=== WORK TO COMPLETE ===
Express every line of the records below as a Markdown table with two columns, "No." for the row number and "Text" for the line itself. Leave out any blank lines.

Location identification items
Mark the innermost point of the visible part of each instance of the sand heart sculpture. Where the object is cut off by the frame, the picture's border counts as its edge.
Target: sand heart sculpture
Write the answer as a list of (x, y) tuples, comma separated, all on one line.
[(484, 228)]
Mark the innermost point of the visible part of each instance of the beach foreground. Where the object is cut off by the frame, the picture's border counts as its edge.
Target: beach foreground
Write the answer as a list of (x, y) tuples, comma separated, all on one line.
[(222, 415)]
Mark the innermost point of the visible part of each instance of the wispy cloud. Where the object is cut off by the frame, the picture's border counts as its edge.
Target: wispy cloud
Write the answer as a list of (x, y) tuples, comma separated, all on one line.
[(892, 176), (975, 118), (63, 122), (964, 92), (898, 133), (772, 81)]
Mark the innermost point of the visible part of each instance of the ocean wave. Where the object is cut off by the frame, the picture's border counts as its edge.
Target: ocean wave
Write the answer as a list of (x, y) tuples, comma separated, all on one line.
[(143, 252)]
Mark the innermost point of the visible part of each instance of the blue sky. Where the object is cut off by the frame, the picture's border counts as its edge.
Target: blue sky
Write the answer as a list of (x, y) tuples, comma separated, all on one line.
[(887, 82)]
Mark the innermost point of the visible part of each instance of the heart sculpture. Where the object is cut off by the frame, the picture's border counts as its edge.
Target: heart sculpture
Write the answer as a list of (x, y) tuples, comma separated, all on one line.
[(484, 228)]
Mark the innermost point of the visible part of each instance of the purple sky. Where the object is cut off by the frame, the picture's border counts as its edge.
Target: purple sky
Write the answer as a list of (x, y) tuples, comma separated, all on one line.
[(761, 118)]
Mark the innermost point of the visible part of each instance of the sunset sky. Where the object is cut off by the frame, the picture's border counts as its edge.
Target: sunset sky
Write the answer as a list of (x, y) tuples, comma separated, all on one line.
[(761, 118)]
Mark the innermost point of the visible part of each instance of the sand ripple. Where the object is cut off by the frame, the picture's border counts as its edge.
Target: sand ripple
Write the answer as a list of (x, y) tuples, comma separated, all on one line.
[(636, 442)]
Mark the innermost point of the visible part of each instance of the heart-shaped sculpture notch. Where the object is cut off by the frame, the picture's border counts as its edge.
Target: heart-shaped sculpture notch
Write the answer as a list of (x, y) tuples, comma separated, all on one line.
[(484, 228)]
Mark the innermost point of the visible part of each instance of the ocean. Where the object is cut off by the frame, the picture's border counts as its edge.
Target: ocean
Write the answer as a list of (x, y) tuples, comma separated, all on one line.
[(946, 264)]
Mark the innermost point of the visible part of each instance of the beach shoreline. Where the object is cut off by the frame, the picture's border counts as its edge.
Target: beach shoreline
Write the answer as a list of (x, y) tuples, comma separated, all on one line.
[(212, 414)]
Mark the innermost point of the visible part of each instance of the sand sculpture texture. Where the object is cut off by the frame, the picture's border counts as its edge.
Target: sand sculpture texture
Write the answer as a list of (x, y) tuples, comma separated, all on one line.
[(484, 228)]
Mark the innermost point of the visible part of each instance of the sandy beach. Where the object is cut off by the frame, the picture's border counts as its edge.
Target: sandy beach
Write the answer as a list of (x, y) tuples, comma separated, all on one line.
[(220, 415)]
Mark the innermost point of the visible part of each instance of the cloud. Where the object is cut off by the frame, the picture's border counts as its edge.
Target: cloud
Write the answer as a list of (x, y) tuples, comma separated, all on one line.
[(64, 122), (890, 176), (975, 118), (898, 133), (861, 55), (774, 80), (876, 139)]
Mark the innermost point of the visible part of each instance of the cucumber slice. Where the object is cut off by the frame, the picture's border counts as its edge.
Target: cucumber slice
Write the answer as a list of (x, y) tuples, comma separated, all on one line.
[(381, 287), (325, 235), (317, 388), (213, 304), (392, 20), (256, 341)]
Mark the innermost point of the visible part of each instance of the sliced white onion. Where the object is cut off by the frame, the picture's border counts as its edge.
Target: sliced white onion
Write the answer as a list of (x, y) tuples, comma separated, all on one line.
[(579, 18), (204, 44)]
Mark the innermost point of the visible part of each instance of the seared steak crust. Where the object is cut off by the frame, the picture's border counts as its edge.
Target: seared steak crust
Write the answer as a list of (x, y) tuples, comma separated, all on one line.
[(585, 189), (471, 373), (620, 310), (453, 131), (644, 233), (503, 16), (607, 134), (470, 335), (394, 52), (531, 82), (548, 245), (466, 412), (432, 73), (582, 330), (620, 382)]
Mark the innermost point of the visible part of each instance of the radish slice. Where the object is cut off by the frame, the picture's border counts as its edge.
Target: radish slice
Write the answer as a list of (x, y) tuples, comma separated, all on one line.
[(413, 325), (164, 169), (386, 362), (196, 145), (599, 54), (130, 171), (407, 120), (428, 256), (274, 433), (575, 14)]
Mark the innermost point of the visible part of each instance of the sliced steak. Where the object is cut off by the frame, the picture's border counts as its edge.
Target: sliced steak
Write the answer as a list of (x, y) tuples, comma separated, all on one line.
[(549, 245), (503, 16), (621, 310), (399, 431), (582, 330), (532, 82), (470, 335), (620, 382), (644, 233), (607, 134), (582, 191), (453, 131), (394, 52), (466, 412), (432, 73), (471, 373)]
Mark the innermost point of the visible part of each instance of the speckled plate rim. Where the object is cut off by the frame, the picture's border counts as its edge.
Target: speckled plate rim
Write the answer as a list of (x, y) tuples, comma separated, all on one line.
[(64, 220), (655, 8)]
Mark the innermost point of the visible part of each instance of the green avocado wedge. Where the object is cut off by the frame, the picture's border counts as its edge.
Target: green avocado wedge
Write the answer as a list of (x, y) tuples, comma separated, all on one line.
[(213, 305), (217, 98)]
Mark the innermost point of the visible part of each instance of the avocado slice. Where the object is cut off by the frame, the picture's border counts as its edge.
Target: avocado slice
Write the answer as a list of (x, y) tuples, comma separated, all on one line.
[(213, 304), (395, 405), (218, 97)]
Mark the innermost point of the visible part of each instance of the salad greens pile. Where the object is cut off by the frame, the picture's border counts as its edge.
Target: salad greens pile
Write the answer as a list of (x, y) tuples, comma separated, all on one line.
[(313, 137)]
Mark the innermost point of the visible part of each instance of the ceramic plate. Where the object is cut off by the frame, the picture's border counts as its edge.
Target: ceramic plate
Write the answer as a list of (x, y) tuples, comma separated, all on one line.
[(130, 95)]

=== RIGHT ANSWER ===
| No. | Text |
|---|---|
| 1 | Mark the innermost point of the visible part of each instance of the sand heart sculpture. Where the object is cut off by the frame, the picture's border counts as its edge. |
| 2 | Target: sand heart sculpture |
| 3 | Write the answer as a list of (x, y) tuples, comma separated, all on one line. |
| 4 | [(484, 228)] |
| 5 | Mark the innermost point of the visible part of each instance of the beach foreground. Where the object is cut off by the frame, the picture's border counts as its edge. |
| 6 | Target: beach foreground |
| 7 | Write the answer as a list of (x, y) tuples, comma separated, all on one line. |
| 8 | [(222, 415)] |
| 9 | Mark the innermost point of the visible part of each instance of the wispy cloud. Where the object is cut off by the frame, the picture's border counts as its edge. |
| 10 | Target: wispy cloud |
| 11 | Write the answer as a list of (x, y) tuples, comma separated, all on one line. |
| 12 | [(892, 176), (975, 118), (63, 122), (964, 92), (898, 133), (772, 81)] |
| 13 | Mark the innermost point of the visible part of each instance of the ocean wave. Where the object is cut off by the frame, the picture's border counts as its edge. |
| 14 | Target: ocean wave |
| 15 | Write the answer as a list of (x, y) tuples, comma separated, all on one line. |
| 16 | [(143, 252)] |
| 17 | Mark the innermost point of the visible part of each instance of the blue sky. Where the object is cut off by the frame, the picture's border counts as its edge. |
| 18 | Target: blue sky |
| 19 | Write the answer as a list of (x, y) tuples, comma separated, all on one line. |
| 20 | [(887, 82)] |
| 21 | Mark the innermost point of the visible part of each instance of the heart sculpture. Where the object is cut off by the frame, the picture's border counts as its edge. |
| 22 | Target: heart sculpture |
| 23 | Write the answer as a list of (x, y) tuples, comma separated, all on one line. |
| 24 | [(484, 228)] |
| 25 | Mark the innermost point of the visible part of each instance of the purple sky. Where the object is cut off by the frame, the picture's border counts as its edge. |
| 26 | Target: purple sky |
| 27 | Write the answer as a list of (x, y) tuples, comma separated, all on one line. |
| 28 | [(761, 118)] |
| 29 | Mark the innermost point of the visible part of each instance of the sunset sky. Where the object is cut off by the frame, the picture's border counts as its edge. |
| 30 | Target: sunset sky |
| 31 | Write the answer as a list of (x, y) tuples, comma separated, all on one line. |
| 32 | [(761, 118)] |
| 33 | Mark the innermost point of the visible part of each instance of the sand ripple. Where the object is cut off by the frame, the picture's border counts as its edge. |
| 34 | Target: sand ripple |
| 35 | Write the answer as a list of (x, y) tuples, comma separated, all on one line. |
| 36 | [(636, 442)] |
| 37 | Mark the innermost point of the visible part of each instance of the heart-shaped sculpture notch. Where the object is cut off by the frame, the picture's border counts as its edge. |
| 38 | Target: heart-shaped sculpture notch |
| 39 | Write the answer as a list of (x, y) tuples, comma separated, all on one line. |
| 40 | [(484, 228)] |
| 41 | Mark the innermost point of the visible part of each instance of the ocean. Where the object is cut off by the frame, the picture's border counts as its edge. |
| 42 | Target: ocean |
| 43 | Write the answer as a list of (x, y) tuples, comma separated, all on one line. |
| 44 | [(946, 264)] |
| 45 | Mark the innermost point of the visible part of each instance of the beach shoreline. Where the object is cut off by the frame, the picture's border counts as its edge. |
| 46 | Target: beach shoreline |
| 47 | Write the answer as a list of (x, y) tuples, comma separated, all on one line. |
| 48 | [(212, 414)] |
| 49 | Mark the innermost point of the visible part of each instance of the sand sculpture texture. Where the object is cut off by the frame, the picture's border counts as its edge. |
| 50 | Target: sand sculpture texture |
| 51 | Write the answer as a list of (x, y) tuples, comma separated, all on one line. |
| 52 | [(484, 228)] |
| 53 | Mark the innermost point of the visible part of each instance of the sandy beach. Where the object is cut off by the frame, the picture's border counts as its edge. |
| 54 | Target: sandy beach |
| 55 | Write the answer as a list of (x, y) tuples, comma separated, all on one line. |
| 56 | [(220, 415)] |
| 57 | Mark the innermost point of the visible part of each instance of the cloud. Where the object is cut off by the frame, the picture's border counts as its edge. |
| 58 | Target: cloud |
| 59 | Write the answer as a list of (x, y) tuples, comma separated, all on one line. |
| 60 | [(64, 122), (890, 176), (975, 118), (898, 133), (861, 55), (774, 80), (876, 139)] |
| 61 | Mark the innermost point of the visible part of each instance of the cucumber slice. Where the object is cut off by the frame, the picture's border counts as its edge. |
| 62 | Target: cucumber slice |
| 63 | Write the answer as a list of (x, y) tuples, comma separated, all on one line. |
| 64 | [(381, 287), (325, 235), (317, 388), (213, 304), (392, 20), (256, 341)] |
| 65 | Mark the innermost point of the visible part of each instance of the sliced white onion. Where the object is cut off by the frame, the picture's border counts as its edge. |
| 66 | Target: sliced white onion |
| 67 | Write the answer as a list of (x, y) tuples, comma separated, all on one line. |
| 68 | [(579, 18), (204, 44)] |
| 69 | Mark the innermost point of the visible part of each instance of the seared steak crust. Where the object is cut off by the frame, the picture's border counts as its edge. |
| 70 | Target: seared steak crust |
| 71 | Write the answer as a list of (x, y) tuples, comma separated, all on one line. |
| 72 | [(585, 189), (471, 373), (620, 310), (453, 131), (644, 233), (503, 16), (607, 134), (470, 335), (394, 52), (531, 82), (548, 245), (466, 412), (432, 73), (582, 330), (620, 382)] |
| 73 | Mark the innermost point of the visible part of each instance of the radish slice. Where the object is cut off by the frame, the picture's border counts as its edge. |
| 74 | Target: radish slice |
| 75 | Write the answer as a list of (x, y) tuples, comma separated, all on one line. |
| 76 | [(413, 325), (164, 169), (386, 362), (196, 145), (599, 54), (130, 171), (407, 120), (428, 256), (274, 433), (575, 14)] |
| 77 | Mark the innermost point of the visible part of each instance of the sliced steak. Where the object is cut off by the frame, the picture's border counts as its edge. |
| 78 | Target: sliced steak |
| 79 | Write the answer as a list of (x, y) tuples, comma separated, all on one line. |
| 80 | [(549, 245), (503, 16), (621, 310), (399, 431), (582, 330), (532, 82), (470, 335), (620, 382), (644, 233), (607, 134), (582, 191), (453, 131), (394, 52), (466, 412), (432, 73), (471, 373)] |
| 81 | Mark the innermost point of the visible part of each instance of the speckled plate rim. Where the object is cut off by the frame, the picture's border counts as its edge. |
| 82 | Target: speckled plate rim |
| 83 | Write the answer as a list of (x, y) tuples, comma separated, all on one line. |
| 84 | [(64, 220), (655, 8)] |
| 85 | Mark the innermost point of the visible part of each instance of the green avocado wedge. Where the object is cut off by the frame, the picture's border counts as its edge. |
| 86 | Target: green avocado wedge |
| 87 | Write the answer as a list of (x, y) tuples, comma separated, all on one line. |
| 88 | [(213, 305), (217, 98)] |
| 89 | Mark the innermost point of the visible part of each instance of the avocado slice. Where the object is cut off by the frame, the picture's border counts as its edge. |
| 90 | Target: avocado slice |
| 91 | Write the answer as a list of (x, y) tuples, comma separated, all on one line. |
| 92 | [(213, 304), (395, 405), (218, 97)] |
| 93 | Mark the innermost point of the visible part of each instance of the salad greens pile. Where the object is cut off by the frame, the picture's border counts as its edge. |
| 94 | Target: salad greens pile |
| 95 | Write the answer as a list of (x, y) tuples, comma separated, all on one line. |
| 96 | [(313, 137)] |
| 97 | Mark the innermost point of the visible part of each instance of the ceramic plate. Where the object is cut off by the frame, the picture's border counts as its edge. |
| 98 | Target: ceramic plate |
| 99 | Write the answer as a list of (x, y) tuples, comma separated, all on one line. |
| 100 | [(130, 95)] |